# What the exercise asks
Copy all of the material below exactly.

Named region outline records:
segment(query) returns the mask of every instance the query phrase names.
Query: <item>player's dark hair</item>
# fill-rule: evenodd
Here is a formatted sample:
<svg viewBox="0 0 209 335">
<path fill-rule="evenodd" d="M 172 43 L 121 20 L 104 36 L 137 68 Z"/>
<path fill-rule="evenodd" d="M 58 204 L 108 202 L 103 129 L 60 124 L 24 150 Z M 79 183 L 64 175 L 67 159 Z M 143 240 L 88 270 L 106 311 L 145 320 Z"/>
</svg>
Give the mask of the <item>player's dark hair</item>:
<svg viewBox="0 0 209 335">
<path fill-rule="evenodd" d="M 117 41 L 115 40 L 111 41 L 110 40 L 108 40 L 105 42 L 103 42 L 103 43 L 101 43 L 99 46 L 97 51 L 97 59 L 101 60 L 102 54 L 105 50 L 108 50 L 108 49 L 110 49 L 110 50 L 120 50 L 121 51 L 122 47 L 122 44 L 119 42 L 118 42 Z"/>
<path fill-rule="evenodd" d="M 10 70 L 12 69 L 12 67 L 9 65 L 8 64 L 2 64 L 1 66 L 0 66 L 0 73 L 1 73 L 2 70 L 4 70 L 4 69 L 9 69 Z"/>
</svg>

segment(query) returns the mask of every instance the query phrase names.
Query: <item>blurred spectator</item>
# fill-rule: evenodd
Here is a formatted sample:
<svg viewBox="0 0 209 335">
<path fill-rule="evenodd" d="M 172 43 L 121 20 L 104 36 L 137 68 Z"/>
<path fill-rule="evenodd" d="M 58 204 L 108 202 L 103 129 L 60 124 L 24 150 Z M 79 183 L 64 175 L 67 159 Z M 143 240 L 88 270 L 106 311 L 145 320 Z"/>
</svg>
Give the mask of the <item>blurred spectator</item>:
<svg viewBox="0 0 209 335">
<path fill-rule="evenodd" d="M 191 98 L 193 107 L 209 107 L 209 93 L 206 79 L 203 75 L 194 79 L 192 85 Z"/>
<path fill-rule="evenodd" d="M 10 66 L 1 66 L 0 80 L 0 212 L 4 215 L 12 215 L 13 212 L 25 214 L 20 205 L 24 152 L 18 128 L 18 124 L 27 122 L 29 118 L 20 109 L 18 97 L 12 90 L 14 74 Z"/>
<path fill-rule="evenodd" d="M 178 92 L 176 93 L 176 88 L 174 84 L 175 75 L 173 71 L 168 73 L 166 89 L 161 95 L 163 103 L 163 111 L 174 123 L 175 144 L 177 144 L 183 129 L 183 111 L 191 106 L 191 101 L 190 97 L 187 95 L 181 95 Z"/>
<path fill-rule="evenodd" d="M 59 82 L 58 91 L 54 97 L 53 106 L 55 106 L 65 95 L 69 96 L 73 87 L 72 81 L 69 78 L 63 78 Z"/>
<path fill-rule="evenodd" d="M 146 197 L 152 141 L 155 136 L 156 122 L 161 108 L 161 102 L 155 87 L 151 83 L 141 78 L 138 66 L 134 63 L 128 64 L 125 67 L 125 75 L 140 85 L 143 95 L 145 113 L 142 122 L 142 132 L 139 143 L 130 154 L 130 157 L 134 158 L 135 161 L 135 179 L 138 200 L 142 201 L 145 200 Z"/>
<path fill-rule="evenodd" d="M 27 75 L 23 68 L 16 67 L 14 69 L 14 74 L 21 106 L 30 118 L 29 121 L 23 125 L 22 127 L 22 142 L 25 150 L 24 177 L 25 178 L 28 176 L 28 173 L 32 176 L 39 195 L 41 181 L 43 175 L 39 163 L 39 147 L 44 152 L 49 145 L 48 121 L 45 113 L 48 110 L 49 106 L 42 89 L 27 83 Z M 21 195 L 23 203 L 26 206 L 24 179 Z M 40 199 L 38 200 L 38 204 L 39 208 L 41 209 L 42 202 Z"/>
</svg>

# Answer for this exercise
segment(query) returns the mask of every instance the query phrase names.
Query: <item>player's dark hair</item>
# fill-rule: evenodd
Here is a formatted sample:
<svg viewBox="0 0 209 335">
<path fill-rule="evenodd" d="M 172 43 L 121 20 L 104 36 L 137 68 Z"/>
<path fill-rule="evenodd" d="M 58 204 L 108 202 L 103 129 L 60 124 L 24 150 Z M 79 183 L 64 175 L 67 159 Z M 143 240 L 88 270 L 106 311 L 145 320 Z"/>
</svg>
Give the mask of the <item>player's dark hair</item>:
<svg viewBox="0 0 209 335">
<path fill-rule="evenodd" d="M 117 41 L 115 40 L 111 41 L 110 40 L 108 40 L 105 42 L 103 42 L 103 43 L 101 43 L 99 46 L 97 51 L 97 59 L 101 60 L 102 54 L 105 50 L 108 50 L 108 49 L 110 49 L 110 50 L 120 50 L 121 51 L 122 47 L 122 44 L 119 42 L 118 42 Z"/>
<path fill-rule="evenodd" d="M 10 70 L 12 69 L 12 67 L 9 65 L 8 64 L 2 64 L 1 66 L 0 66 L 0 73 L 1 73 L 2 70 L 4 70 L 4 69 L 9 69 Z"/>
</svg>

segment(query) returns the mask of every instance the query phrase names.
Query: <item>blurred spectator</item>
# fill-rule: evenodd
Here is a formatted sample:
<svg viewBox="0 0 209 335">
<path fill-rule="evenodd" d="M 172 43 L 121 20 L 104 36 L 137 68 Z"/>
<path fill-rule="evenodd" d="M 58 204 L 108 202 L 103 129 L 60 124 L 24 150 Z M 79 183 L 64 175 L 67 159 Z M 143 240 L 88 270 L 106 311 L 145 320 Z"/>
</svg>
Give the mask of the <item>blurred spectator</item>:
<svg viewBox="0 0 209 335">
<path fill-rule="evenodd" d="M 191 98 L 193 107 L 209 107 L 209 93 L 206 79 L 203 75 L 194 79 L 192 85 Z"/>
<path fill-rule="evenodd" d="M 10 66 L 1 66 L 0 80 L 0 212 L 4 215 L 12 215 L 13 212 L 25 214 L 20 205 L 24 152 L 18 128 L 18 124 L 27 122 L 29 118 L 20 109 L 18 97 L 12 90 L 14 74 Z"/>
<path fill-rule="evenodd" d="M 178 92 L 176 93 L 176 88 L 174 84 L 175 75 L 173 71 L 168 73 L 166 89 L 161 95 L 163 103 L 163 111 L 174 123 L 175 144 L 177 144 L 183 129 L 183 111 L 191 106 L 191 101 L 190 97 L 187 95 L 181 95 Z"/>
<path fill-rule="evenodd" d="M 59 82 L 58 91 L 54 97 L 53 106 L 55 106 L 65 95 L 69 96 L 73 87 L 72 81 L 69 78 L 63 78 Z"/>
<path fill-rule="evenodd" d="M 146 197 L 152 141 L 155 136 L 156 122 L 161 108 L 161 102 L 155 87 L 151 83 L 141 78 L 138 66 L 134 63 L 128 64 L 125 67 L 125 75 L 140 85 L 143 95 L 145 113 L 142 122 L 142 132 L 139 143 L 130 154 L 130 157 L 134 158 L 135 161 L 135 179 L 138 200 L 142 201 L 145 200 Z"/>
<path fill-rule="evenodd" d="M 27 75 L 23 68 L 16 67 L 14 69 L 14 74 L 21 106 L 30 118 L 29 121 L 23 125 L 22 127 L 22 142 L 25 150 L 24 177 L 25 178 L 28 176 L 28 173 L 32 176 L 39 195 L 41 181 L 43 175 L 39 163 L 39 147 L 44 152 L 49 145 L 48 121 L 45 113 L 48 110 L 49 106 L 42 89 L 27 83 Z M 21 195 L 23 203 L 26 206 L 24 179 Z M 40 199 L 38 200 L 38 204 L 39 208 L 41 209 L 42 202 Z"/>
</svg>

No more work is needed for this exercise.